In the listing below, revise the stretch from the line containing "If any car antenna" through the line containing "63, 290, 384, 328" by replacing "bounding box" with "bounding rectangle" and leaving everything else as it is. Return only that revised stretch, without the pictures.

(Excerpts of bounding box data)
---------------
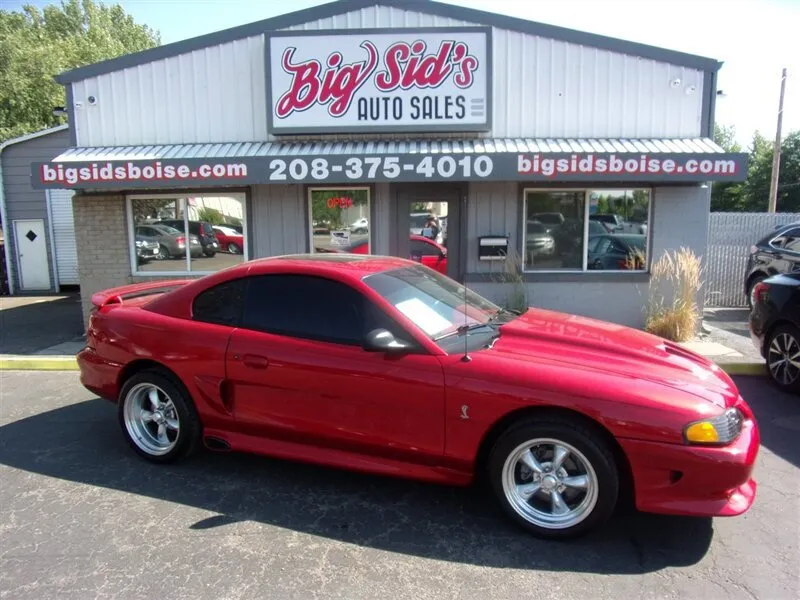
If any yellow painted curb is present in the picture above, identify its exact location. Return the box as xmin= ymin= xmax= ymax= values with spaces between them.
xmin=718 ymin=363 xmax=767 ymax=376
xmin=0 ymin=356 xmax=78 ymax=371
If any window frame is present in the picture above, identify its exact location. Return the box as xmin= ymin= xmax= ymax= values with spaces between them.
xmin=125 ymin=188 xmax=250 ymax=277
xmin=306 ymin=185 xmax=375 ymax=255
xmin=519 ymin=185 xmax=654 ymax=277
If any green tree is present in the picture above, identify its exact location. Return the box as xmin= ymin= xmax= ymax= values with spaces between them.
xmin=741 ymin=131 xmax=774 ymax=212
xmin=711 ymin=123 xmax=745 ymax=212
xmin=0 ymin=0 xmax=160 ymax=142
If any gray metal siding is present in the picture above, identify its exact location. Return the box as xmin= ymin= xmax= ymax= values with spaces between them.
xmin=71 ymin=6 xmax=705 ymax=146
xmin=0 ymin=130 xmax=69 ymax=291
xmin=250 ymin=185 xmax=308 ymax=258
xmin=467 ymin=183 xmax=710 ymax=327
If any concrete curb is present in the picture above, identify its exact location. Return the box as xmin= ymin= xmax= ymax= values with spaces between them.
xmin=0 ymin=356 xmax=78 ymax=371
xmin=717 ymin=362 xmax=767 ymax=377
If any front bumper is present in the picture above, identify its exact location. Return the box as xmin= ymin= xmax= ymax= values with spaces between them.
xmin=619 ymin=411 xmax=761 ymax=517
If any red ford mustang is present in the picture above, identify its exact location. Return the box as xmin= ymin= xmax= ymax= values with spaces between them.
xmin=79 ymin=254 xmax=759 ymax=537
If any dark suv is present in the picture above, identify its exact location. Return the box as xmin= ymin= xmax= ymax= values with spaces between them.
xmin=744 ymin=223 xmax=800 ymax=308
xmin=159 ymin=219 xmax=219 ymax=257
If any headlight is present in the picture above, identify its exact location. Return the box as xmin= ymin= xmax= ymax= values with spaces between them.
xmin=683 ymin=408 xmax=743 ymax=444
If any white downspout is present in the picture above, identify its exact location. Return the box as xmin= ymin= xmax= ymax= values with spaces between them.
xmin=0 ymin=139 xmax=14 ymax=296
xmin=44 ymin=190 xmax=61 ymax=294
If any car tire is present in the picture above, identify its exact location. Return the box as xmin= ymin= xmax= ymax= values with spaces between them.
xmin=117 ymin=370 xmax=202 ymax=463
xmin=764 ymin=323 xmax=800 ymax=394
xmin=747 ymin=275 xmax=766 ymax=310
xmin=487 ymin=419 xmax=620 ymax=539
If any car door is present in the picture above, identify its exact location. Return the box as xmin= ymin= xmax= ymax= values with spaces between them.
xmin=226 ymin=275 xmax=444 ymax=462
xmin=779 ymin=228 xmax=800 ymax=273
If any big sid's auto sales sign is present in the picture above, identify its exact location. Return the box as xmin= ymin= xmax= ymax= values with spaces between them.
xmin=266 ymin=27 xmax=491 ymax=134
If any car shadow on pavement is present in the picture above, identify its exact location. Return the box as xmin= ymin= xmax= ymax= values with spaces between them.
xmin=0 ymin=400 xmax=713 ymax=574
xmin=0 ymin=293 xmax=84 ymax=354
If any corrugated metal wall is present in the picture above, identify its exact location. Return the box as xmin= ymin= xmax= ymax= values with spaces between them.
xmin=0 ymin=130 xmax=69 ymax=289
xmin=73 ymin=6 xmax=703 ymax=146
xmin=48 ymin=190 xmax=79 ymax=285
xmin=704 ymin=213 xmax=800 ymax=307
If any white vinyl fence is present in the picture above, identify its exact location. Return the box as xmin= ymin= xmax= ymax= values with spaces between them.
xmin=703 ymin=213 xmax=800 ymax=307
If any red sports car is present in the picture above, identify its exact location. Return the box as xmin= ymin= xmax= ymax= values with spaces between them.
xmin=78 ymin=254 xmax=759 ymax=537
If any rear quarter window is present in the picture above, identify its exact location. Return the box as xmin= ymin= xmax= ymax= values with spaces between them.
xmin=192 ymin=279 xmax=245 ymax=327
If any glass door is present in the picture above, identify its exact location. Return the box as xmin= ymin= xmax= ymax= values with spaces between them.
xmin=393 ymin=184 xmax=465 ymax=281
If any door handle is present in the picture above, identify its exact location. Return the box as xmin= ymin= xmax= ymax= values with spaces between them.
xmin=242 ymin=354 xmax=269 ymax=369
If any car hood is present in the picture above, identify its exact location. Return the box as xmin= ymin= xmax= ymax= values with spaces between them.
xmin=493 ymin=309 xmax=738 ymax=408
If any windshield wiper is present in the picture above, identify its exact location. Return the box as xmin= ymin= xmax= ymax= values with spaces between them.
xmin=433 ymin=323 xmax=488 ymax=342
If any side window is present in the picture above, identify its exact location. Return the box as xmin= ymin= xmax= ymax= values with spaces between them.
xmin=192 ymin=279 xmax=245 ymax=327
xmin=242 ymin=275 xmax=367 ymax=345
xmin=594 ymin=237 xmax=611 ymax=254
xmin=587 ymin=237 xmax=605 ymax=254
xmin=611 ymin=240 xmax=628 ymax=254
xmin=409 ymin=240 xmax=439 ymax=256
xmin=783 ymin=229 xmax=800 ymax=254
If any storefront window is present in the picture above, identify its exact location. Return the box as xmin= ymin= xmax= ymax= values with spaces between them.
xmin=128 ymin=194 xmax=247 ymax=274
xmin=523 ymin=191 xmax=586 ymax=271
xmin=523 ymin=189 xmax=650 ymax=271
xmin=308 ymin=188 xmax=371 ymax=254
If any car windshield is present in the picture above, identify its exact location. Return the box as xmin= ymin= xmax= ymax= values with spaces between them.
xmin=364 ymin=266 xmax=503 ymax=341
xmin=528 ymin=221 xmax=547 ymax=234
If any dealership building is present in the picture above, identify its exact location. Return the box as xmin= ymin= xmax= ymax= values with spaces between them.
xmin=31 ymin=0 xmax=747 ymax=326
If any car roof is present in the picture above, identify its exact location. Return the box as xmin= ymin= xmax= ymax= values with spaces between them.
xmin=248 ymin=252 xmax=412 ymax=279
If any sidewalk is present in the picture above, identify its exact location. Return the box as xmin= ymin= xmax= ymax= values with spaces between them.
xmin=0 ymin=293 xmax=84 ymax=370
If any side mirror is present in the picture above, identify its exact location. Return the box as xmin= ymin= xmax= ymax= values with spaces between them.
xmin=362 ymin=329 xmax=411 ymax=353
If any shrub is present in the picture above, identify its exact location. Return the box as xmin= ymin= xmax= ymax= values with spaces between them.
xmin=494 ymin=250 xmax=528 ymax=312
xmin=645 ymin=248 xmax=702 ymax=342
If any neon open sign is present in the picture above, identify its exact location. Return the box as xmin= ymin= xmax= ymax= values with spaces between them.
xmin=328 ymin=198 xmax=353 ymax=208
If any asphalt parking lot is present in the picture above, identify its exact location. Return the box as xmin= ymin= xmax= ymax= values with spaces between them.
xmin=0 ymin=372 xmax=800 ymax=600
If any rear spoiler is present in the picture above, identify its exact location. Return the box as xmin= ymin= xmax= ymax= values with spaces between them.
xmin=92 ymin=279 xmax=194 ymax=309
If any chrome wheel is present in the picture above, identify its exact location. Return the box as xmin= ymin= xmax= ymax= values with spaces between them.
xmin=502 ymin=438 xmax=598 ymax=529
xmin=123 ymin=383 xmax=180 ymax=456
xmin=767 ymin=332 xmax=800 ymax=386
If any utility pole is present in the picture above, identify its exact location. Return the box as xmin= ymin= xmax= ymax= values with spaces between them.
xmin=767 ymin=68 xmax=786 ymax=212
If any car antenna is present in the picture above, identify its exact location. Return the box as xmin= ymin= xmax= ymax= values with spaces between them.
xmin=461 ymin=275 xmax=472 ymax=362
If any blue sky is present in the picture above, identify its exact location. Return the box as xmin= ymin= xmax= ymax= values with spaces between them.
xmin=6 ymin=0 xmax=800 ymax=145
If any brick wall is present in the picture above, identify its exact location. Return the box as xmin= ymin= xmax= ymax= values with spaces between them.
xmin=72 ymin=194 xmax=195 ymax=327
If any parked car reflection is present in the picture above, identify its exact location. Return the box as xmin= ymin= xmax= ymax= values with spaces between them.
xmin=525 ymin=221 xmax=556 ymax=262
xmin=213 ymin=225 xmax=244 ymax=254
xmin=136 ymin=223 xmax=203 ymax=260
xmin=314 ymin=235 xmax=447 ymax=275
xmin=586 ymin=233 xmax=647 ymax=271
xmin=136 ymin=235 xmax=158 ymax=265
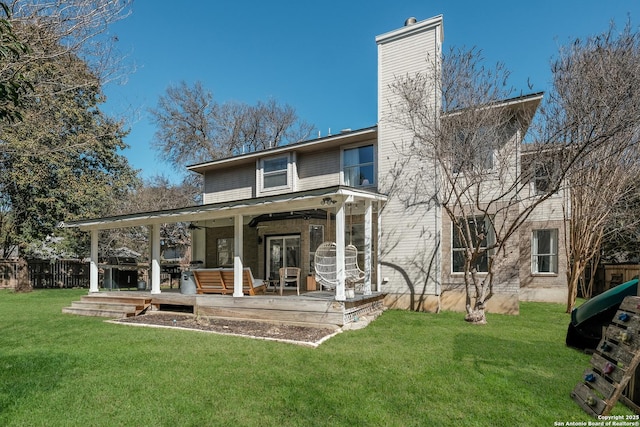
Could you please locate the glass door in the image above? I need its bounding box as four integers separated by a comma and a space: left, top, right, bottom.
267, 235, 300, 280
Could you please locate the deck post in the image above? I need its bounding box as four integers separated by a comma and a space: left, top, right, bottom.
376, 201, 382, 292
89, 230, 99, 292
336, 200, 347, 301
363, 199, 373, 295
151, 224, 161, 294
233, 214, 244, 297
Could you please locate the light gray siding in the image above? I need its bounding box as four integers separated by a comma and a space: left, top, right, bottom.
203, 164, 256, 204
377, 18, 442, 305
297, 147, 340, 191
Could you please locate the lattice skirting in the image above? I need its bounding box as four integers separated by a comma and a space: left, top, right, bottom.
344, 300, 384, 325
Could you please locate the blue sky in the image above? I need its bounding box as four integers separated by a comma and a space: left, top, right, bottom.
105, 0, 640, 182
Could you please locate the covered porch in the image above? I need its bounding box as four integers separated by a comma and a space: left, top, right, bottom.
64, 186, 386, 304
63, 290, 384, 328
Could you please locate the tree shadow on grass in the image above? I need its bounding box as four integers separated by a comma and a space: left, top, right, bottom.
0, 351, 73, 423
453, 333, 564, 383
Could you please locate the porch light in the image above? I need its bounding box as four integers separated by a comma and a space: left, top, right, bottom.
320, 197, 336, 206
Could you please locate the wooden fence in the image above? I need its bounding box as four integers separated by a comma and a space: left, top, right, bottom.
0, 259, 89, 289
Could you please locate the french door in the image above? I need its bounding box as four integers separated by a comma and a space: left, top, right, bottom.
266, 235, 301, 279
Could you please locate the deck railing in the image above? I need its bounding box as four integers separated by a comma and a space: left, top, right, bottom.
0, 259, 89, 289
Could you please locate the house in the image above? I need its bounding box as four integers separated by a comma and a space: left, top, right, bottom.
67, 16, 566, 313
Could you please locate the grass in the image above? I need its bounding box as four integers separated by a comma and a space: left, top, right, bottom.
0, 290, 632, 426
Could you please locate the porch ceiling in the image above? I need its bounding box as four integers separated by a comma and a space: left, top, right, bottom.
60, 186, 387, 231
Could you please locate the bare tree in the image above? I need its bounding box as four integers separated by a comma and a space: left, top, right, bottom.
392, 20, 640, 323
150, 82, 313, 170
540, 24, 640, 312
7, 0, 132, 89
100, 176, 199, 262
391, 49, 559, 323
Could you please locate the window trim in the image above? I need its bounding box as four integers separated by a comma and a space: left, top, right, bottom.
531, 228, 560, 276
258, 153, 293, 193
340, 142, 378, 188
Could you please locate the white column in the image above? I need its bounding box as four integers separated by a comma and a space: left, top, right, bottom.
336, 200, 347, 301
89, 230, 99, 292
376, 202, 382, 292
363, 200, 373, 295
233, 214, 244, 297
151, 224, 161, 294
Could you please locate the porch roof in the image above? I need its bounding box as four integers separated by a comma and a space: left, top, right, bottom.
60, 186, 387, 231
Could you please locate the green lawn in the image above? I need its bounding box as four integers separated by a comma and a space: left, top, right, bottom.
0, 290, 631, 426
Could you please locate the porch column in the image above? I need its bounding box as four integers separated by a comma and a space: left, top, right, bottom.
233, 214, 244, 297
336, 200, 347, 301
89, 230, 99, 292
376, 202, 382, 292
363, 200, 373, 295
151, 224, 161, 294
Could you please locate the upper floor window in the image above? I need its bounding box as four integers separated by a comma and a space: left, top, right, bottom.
---------------
Answer:
If any car antenna is present in the picture above, identify its exact location. Return the box as xmin= ymin= xmax= ymax= values with spaces between them.
xmin=461 ymin=275 xmax=472 ymax=362
If any blue sky is present in the picture above, identify its exact location. Return the box as xmin= ymin= xmax= ymax= values with spaces between them.
xmin=6 ymin=0 xmax=800 ymax=145
If any brick wall is present in the picture above, identify its exact location. Return the box as xmin= ymin= xmax= ymax= values with spaces between them.
xmin=72 ymin=194 xmax=195 ymax=327
If any parked car reflection is present in the picture above, identify its exact location. Return the box as xmin= ymin= xmax= ymax= values with spaces between them.
xmin=525 ymin=221 xmax=556 ymax=262
xmin=213 ymin=225 xmax=244 ymax=254
xmin=136 ymin=223 xmax=203 ymax=260
xmin=314 ymin=235 xmax=447 ymax=275
xmin=586 ymin=233 xmax=647 ymax=271
xmin=136 ymin=235 xmax=158 ymax=265
Could you please locate the glass door in the image above? I need its bounding rectangle as four integers separated by a comma and a space: left, top, right, bottom.
267, 235, 300, 280
Could you please locate the deck post in the image above? I need its bounding rectangle as four integers separated by a comma and a space: left, top, right, bottom.
376, 201, 382, 292
89, 230, 99, 292
336, 200, 347, 301
363, 199, 373, 295
151, 224, 161, 294
233, 214, 244, 297
Could you please locate the light gray siding in the image above? I need its bounding rectangle as four integers separated by a comma and a space: left, top, right, bottom.
203, 164, 256, 204
377, 18, 442, 305
297, 147, 340, 191
Could you please locate the lattice skirting in the image above? I need its bounding rectangle as four integers separated by a comma and a space: left, top, right, bottom.
344, 300, 384, 325
Could you please locate the blue sky in the image above? I need its bounding rectangle as four integers separated by a comma and a space: left, top, right, bottom.
105, 0, 640, 182
Could you please locate the covered porch in the image above? I need its bounding rectangle as four integers separated by a comma and a space: left, top, right, bottom.
64, 186, 386, 304
63, 290, 384, 328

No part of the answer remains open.